----- Material shown

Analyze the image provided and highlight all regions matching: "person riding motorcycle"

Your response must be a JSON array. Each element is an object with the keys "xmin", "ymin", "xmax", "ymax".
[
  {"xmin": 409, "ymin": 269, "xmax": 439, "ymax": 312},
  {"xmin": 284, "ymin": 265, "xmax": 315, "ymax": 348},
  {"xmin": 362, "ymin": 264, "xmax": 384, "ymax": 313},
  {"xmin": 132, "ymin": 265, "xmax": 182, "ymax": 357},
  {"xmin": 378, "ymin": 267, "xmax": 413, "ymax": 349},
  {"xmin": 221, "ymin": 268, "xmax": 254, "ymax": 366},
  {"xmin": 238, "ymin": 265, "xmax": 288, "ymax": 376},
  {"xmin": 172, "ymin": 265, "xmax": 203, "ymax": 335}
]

----------

Repeat exactly the lines from the line containing "Your response must" through the last line of the records above, including both, and nothing else.

Solved problem:
Your response must be a JSON array. Each element is an object with the keys "xmin", "ymin", "xmax", "ymax".
[
  {"xmin": 409, "ymin": 269, "xmax": 439, "ymax": 312},
  {"xmin": 284, "ymin": 265, "xmax": 315, "ymax": 348},
  {"xmin": 362, "ymin": 264, "xmax": 384, "ymax": 313},
  {"xmin": 132, "ymin": 265, "xmax": 182, "ymax": 357},
  {"xmin": 378, "ymin": 267, "xmax": 413, "ymax": 349},
  {"xmin": 221, "ymin": 268, "xmax": 254, "ymax": 366},
  {"xmin": 238, "ymin": 265, "xmax": 288, "ymax": 376},
  {"xmin": 172, "ymin": 265, "xmax": 203, "ymax": 335}
]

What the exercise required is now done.